I/O multiplexing

前言: 以下所有内容均非"原创", 均为引用/参考/总结, 如需转载带上原文和我的git就好🙃

ref:

wiki.c2.com/?IoMultiple… wiki, 少量引用
davmac.org/davpage/lin… 重要参考
notes.shichao.io/unp/ch6/#se… 重要参考
xuri.me/2017/08/06/… 很多前置概念的阐述
man7.org/linux/man-p… wiki 少量引用
lse.sourceforge.net/io/aio.html AIO wiki
blog.cloudflare.com/io_submit-t… AIO 的介绍, io_submit

I/O multiplexing means what it says - allowing the programmer to examine and block on multiple I/O streams (or other "synchronizing" events), being notified whenever any one of the streams is active so that it can process data on that stream.

IO多路复用实际是允许程序等待在多个I/O操作, 直到关心的I/O就绪得到通知...

(野生翻译, 不够精准, 强烈推荐扫过一遍"UNIX 网络编程卷1", 与此篇的阅读前后均可, 始终是需要综合理解的; 脱离书本能准确的讲述, 才能称之为学会了! 🙃)

There are 3 options you can use in Linux:

select(2)
poll(2)
epoll

select(2) 2是指 select is system call, 其它还有1: user command; 在 > man man 中全部枚举

All the above methods serve the same idea, create a set of file descriptors, tell the kernel what would you like to do with each file descriptor (read, write, ..) and use one thread to block on one function call until at least one file descriptor requested operation available.

以上三种实际上都是告诉kernel对哪些fd感"兴趣"(或者叫监听), 然后用一个线程阻塞在function call, 直至至少一个fd请求已就绪.

实际上 select 之类的system call, 可以:

- wait "forever" timeout is specified as null pointer, Return until at least one file descriptor requested operation available.
- wait up to a fixed amount of time(timeout points to a `timeval` structure) 或者有就绪fd.
- do not wait at all (timeout points to a timeval structure and the timer value is 0, i.e. the number of seconds and microseconds specified by the structure are 0). 或者有就绪fd.

一直等待, 直到至少一个fd就绪
等待一定时间, 期满返回或期间有fd就绪返回
或者如果没有就绪fd, 干脆就不等待

第三种也被称为polling的方式

Select Function

The select() system call provides a mechanism for implementing synchronous multiplexing I/O

int select(int maxfdp1, fd_set *readfds, fd_set *writefds, fd_set *exceptfds, struct timeval *timeout);

对 select() 的调用将block until指定的 file descriptor are ready to perform I/O 或者到达指定的timeout

监听的file descriptors 被分为三类:

readfds set are watched to see if data is available for reading.

# # #

§ 本练习任务:
**A.** 请把I/O多路复用这段文字中从"Select Function"到"available for reading."的部分原样誊写出来，首尾两处都包括在内。
**B.** 根据I/O多路复用这段文字回答：
(i) 文中说在 Linux 中可以使用哪三种选项？
(ii) select(2) 里的"2"指的是什么？
(iii) 第三种等待方式也被称为什么方式？
**C.** I/O多路复用这段文字给出的 select 函数原型里，有哪些参数名？请全部列出。

§ 记录信息:
# # #

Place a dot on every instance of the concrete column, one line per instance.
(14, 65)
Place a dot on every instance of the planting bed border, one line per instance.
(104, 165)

# # #

§ 各题答案:
**A.**
Select Function

The select() system call provides a mechanism for implementing synchronous multiplexing I/O

int select(int maxfdp1, fd_set *readfds, fd_set *writefds, fd_set *exceptfds, struct timeval *timeout);

对 select() 的调用将block until指定的 file descriptor are ready to perform I/O 或者到达指定的timeout

监听的file descriptors 被分为三类:

readfds set are watched to see if data is available for reading.

**B.**
(i) select(2)、poll(2) 和 epoll。
(ii) 指 select 是 system call。
(iii) polling的方式。

**C.** maxfdp1、readfds、writefds、exceptfds、timeout